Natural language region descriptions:
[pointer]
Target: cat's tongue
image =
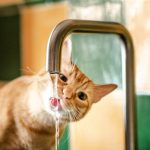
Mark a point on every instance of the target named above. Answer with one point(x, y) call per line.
point(55, 102)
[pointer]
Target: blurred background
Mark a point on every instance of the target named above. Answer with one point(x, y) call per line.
point(25, 26)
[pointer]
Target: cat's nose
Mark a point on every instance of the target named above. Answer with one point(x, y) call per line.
point(67, 93)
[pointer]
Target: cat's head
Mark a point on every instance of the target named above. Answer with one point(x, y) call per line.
point(77, 92)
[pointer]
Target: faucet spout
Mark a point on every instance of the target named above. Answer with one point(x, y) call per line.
point(66, 27)
point(54, 46)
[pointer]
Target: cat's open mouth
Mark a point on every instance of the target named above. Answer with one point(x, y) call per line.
point(55, 104)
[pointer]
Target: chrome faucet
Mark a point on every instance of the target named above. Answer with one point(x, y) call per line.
point(54, 46)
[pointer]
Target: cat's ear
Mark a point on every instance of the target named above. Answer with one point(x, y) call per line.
point(102, 90)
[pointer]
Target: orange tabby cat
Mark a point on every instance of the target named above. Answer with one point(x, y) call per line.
point(26, 118)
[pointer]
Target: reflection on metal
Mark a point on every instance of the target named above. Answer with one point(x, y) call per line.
point(67, 27)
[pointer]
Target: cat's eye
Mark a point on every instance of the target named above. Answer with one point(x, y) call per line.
point(82, 96)
point(63, 78)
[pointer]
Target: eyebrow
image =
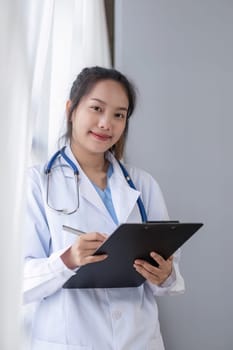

▶ [Task objective]:
Using the entries above, transcribe every line from the line containing "Target: cat's tongue" through the line containing "Target: faucet spout". Do not copy pictures.

▶ [Task response]:
Target: cat's tongue
image =
Mark a point on every instance of the target named above. Answer with one point(x, y) call per line.
point(55, 102)
[pointer]
Target: blurred background
Mark a point on every instance of the target named above. Answer with one point(x, y) call per line.
point(25, 26)
[pointer]
Target: cat's nose
Mark a point on every instance of the target named above. Answer with one point(x, y) call per line.
point(67, 93)
[pointer]
Target: cat's head
Mark a point on every instance of the target named above. Answer with one point(x, y) call per line.
point(77, 92)
[pointer]
Target: faucet spout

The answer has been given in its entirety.